* **Exercise description**
Express the records from the line containing "Practice step: locate the tree" through the line containing "(1090, 631)", both included, as a Markdown table. Use the columns Row and Text, number each line, and leave out blank lines.

* **Records provided**
------------------------------------
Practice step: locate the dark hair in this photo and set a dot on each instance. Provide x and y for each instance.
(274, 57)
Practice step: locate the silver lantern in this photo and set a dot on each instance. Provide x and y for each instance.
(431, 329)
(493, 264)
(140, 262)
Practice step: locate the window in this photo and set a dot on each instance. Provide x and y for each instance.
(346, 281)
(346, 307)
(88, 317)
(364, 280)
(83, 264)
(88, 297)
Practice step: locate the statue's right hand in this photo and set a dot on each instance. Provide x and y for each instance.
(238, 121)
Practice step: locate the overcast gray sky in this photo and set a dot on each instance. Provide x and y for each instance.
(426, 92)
------------------------------------
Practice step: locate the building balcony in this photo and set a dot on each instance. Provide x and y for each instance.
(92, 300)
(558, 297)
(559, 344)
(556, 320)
------------------------------------
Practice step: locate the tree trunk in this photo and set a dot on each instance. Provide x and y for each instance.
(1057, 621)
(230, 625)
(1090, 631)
------------------------------------
* **Task solution**
| Row | Text |
|---|---|
| 1 | Practice step: locate the tree trunk in this photo and set a dot on each instance. Provide x and y for each instance. |
| 2 | (1057, 621) |
| 3 | (230, 625) |
| 4 | (1090, 631) |